- PROBLEMS TO WORK ON -
(1) According to the article on bacteriophage treatment, in which journal was the case study published?
(2) Continue the article on bacteriophage treatment from its last sentence.

-- PROVIDED PASSAGE follows --

Researchers use virus to fight bacterial infection clearing way for life-saving lung transplant

First successful treatment of mycobacterial lung infection with bacteriophages

For the first time, researchers have successfully used bacteriophages – viruses that kill bacteria – to treat an antibiotic-resistant mycobacterial lung infection, clearing the way for a young National Jewish Health patient with cystic fibrosis to receive a life-saving lung transplant. The successful use of phages to treat a Mycobacterium abscessus lung infection was reported in a case study published in the journal Cell.

“We had tried unsuccessfully for years to clear the mycobacterial infection with a variety of antibiotics,”

said Jerry Nick, MD, lead author on the study and director of the Adult Cystic Fibrosis Program at National Jewish Health.

“When we used the bacteria’s own natural enemies, we were able to clear the infection which resulted in a successful lung transplant.”

“I am so grateful for the effort, persistence and creativity of all the people who were involved in my treatment,” said Jarrod Johnson, recipient of the lung transplant. “I thought I was going to die. They have literally saved my life.”

Cystic fibrosis is an inherited disease that causes a buildup of thick mucus in the lungs, leading to repeated bacterial infections that damage the lungs and can cause respiratory failure. Although new treatments have greatly improved the prognosis for people with cystic fibrosis, life expectancy still remains significantly reduced.

Mycobacteria are a common and widespread genus of bacteria that can cause tuberculosis, leprosy and nontuberculous mycobacterial (NTM) infections. Mycobacterium abscessus is a particularly aggressive and challenging NTM infection. Combinations of multiple antibiotics and treatment extending a year or longer are often unsuccessful. National Jewish Health has the largest adult Cystic Fibrosis Program in the country and is a leading center for treatment of NTM infections.

Johnson is a 26-year-old cystic fibrosis patient who has suffered repeated lung infections throughout his life. As a child, he was admitted to various hospitals several times a year. As an adult, he experienced a rapid decline in his lung function following a persistent Mycobacterium abscessus infection over a six-year period and received a number of unsuccessful treatments. By 2020, his lung function had fallen below 30%. Without a lung transplant, doctors felt he was likely to die in only a few years.

-- PROVIDED PASSAGE concluded --
-- DATA LISTING follows --

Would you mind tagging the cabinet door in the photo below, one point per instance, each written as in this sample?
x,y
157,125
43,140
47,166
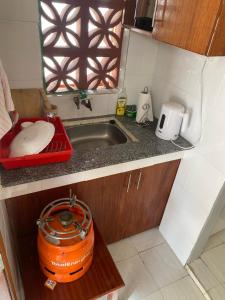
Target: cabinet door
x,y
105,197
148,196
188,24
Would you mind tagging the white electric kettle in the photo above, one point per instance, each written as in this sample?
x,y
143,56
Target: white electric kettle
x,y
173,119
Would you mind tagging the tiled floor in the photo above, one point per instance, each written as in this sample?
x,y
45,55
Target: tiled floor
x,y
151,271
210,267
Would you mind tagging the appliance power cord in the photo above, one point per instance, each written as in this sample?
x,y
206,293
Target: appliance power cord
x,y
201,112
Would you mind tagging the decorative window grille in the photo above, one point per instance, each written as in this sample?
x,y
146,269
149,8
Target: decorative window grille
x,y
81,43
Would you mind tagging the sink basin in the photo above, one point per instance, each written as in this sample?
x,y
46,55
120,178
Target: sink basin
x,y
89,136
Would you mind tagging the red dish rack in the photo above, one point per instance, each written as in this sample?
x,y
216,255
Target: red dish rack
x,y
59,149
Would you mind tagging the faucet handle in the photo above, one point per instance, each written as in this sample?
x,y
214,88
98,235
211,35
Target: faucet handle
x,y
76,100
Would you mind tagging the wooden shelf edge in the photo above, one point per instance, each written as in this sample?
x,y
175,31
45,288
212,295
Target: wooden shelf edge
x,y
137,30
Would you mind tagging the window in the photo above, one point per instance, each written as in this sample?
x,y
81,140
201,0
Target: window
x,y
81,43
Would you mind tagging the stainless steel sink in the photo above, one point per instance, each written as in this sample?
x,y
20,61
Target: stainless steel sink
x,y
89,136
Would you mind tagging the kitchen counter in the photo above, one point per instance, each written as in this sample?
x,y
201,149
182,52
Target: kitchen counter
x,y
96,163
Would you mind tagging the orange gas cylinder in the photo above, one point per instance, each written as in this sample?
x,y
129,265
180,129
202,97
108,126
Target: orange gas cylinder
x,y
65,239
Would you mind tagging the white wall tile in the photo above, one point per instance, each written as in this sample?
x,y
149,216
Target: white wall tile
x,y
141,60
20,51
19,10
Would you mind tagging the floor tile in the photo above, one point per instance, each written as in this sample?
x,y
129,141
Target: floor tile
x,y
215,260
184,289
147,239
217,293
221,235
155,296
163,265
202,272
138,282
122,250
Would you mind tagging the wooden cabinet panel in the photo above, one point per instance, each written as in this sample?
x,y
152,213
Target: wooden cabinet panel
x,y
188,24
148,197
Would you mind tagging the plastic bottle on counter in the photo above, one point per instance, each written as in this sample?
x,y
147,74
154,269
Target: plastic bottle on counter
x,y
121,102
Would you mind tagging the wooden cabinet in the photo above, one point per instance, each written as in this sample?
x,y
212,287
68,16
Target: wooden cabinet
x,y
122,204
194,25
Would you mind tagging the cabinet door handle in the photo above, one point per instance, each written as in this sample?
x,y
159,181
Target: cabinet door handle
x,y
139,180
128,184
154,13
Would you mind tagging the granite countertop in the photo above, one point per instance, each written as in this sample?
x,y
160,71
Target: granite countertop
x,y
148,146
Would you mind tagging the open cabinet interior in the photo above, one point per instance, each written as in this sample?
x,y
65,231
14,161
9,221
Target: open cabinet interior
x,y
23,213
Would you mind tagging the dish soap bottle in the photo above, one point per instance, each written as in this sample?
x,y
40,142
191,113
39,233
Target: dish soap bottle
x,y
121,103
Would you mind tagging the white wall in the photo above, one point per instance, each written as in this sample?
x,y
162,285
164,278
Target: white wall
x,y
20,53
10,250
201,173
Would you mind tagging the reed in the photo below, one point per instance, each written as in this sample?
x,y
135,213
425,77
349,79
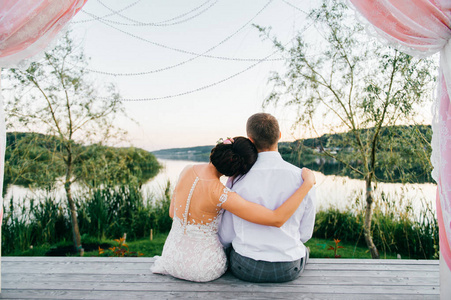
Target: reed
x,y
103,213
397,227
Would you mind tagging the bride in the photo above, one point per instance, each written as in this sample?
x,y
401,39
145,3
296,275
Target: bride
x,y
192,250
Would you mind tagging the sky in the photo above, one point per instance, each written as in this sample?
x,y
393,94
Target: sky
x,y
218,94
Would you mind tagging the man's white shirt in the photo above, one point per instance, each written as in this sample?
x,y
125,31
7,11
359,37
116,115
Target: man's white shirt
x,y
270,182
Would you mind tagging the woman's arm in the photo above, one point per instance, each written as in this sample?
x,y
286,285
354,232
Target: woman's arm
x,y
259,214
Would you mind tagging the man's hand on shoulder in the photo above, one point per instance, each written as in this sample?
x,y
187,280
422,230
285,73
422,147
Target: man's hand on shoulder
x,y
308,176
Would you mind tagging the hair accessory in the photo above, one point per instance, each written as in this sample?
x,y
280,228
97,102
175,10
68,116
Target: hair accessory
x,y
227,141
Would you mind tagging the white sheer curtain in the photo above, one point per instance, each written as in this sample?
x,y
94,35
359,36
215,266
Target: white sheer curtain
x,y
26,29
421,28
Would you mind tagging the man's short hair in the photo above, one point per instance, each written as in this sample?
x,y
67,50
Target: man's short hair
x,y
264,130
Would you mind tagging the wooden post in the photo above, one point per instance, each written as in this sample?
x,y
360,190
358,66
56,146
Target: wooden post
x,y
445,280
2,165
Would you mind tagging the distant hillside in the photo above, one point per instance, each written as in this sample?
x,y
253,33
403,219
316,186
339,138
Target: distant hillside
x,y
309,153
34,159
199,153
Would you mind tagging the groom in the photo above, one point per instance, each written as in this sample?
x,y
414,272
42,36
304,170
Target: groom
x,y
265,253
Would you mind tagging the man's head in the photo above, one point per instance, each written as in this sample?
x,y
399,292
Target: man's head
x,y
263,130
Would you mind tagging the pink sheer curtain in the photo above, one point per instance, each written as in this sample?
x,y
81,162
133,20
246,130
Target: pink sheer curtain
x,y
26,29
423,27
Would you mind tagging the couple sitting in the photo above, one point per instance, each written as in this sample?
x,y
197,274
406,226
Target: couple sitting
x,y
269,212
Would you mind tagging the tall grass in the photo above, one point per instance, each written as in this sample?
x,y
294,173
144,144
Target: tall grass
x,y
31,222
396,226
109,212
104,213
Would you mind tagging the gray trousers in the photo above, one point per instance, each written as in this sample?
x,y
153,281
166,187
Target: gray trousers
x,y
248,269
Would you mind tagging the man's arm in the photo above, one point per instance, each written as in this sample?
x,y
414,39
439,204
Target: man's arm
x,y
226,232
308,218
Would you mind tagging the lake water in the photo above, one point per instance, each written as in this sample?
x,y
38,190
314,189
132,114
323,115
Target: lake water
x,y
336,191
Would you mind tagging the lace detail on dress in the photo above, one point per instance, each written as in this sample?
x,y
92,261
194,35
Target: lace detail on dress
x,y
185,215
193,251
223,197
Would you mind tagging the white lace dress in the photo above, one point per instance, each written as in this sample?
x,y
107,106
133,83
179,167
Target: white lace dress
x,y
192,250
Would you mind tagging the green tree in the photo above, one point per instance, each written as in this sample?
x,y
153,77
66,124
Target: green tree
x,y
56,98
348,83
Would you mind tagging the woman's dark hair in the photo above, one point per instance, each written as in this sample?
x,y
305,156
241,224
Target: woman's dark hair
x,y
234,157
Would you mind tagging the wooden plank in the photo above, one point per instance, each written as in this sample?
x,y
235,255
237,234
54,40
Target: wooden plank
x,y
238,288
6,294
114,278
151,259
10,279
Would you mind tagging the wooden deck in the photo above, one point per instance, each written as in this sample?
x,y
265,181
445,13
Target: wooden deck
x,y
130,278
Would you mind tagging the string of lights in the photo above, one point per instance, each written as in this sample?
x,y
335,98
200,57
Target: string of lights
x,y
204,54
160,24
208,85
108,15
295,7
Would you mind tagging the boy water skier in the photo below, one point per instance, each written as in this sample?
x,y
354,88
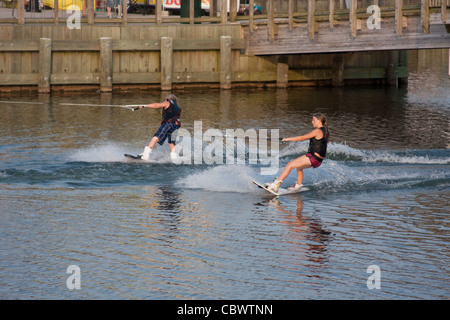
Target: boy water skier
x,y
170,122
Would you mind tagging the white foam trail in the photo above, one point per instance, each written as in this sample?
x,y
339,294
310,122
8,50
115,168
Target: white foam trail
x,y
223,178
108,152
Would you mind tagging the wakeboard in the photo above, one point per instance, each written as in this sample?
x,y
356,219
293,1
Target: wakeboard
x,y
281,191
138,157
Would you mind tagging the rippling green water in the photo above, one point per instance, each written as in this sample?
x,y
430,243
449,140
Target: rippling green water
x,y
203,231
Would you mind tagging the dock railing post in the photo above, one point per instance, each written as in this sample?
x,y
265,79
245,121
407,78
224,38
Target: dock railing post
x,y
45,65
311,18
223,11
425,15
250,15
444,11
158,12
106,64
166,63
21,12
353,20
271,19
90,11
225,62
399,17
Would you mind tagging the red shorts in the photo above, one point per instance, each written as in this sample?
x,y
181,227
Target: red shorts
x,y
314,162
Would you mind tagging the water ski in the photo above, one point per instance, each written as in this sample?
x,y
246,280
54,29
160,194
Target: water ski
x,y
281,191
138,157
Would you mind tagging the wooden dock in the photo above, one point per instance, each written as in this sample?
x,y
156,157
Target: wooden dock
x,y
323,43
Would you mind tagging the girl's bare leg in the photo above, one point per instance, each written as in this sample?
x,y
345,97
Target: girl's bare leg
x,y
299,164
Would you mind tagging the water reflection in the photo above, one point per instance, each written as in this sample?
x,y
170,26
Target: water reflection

-- DATA LISTING concluded --

- ANSWERS FOR THIS EXERCISE -
(1) Cell

(2)
Johnson had been refused transplants by three transplant centers, primarily because of his mycobacterial infection. Mycobacteria can spread from the lungs to the skin and other tissues, which can plague transplant recipients on immunosuppressive medications. Dr. Nick and his team at National Jewish Health considered phages as a potential treatment option. Johnson was hospitalized at Saint Joseph Hospital in Denver, where he spent more than 200 days the year before receiving phage treatment.

Bacteriophages – or phages, for short – are viruses that attack bacteria. Interest in using them to treat bacterial infections has grown in recent years as more and more bacteria have become resistant to antibiotics. Graham Hatfull, PhD, professor of Biological Sciences at the University of Pittsburgh and an author in the study, is a leader in discovery and use of phages to treat mycobacterial infections, and provided the phages used to treat Johnson.

Phages are often specific for only a few types of bacteria. In 2016, Dr. Nick and his colleagues sent samples of the Mycobacterium abscessus from Johnson’s lungs in search of a phage that could kill the mycobacterium. Dr. Hatfull and his team in Pittsburgh screened dozens of phage candidates and identified two that efficiently killed the mycobacterium infecting Johnson’s lungs. These were genetically engineered to optimize their potential.

“This research can serve as a roadmap for future use of phages to treat patients with severe Mycobacterium abscessus lung infection and to save lives,” said Dr. Nick.

Doctors at National Jewish Health received authorization from the U.S. Food and Drug Administration for compassionate use of the experimental treatment. Johnson received his first infusion of phages in September 2020, followed by 500 days of twice-daily infusions. Within two months, a variety of genomic, cell culture and clinical markers indicated that the treatment was succeeding. Just over a year after the phage treatment began, Johnson’s infection appeared to have cleared.

Alice L. Gray, MD, Medical Director of the University of Colorado Lung Transplant Program believed the transplant was now safe and placed him on the active list. He received his new lungs in October 2021 at the UCHealth Transplant Center, and in collaboration with Dr. Gray, remained on phage therapy throughout the procedure and during his recovery. A range of markers has indicated no evidence of the infection following the transplant. Johnson has now discontinued all treatment for Mycobacterium abscessus and is living a normal life.

Two other successful responses of severe Mycobacteria infection to phage have been reported by Dr. Hatfull’s team at the University of Pittsburgh. These cases were related to patients primarily with skin infections. The use of phages to treat a broader spectrum of patients will help to determine the roles of antibodies and phage resistance, guided by these successful case studies.

Financial support for the treatment and research study was provided by the Cystic Fibrosis Foundation and the National Institutes of Health.

National Jewish Health is the leading respiratory hospital in the nation. Founded 123 years ago as a nonprofit hospital, National Jewish Health today is the only facility in the world dedicated exclusively to groundbreaking medical research and treatment of patients with respiratory, cardiac, immune and related disorders. Patients and families come to National Jewish Health from around the world to receive cutting-edge, comprehensive, coordinated care. To learn more, visit or the media resources page.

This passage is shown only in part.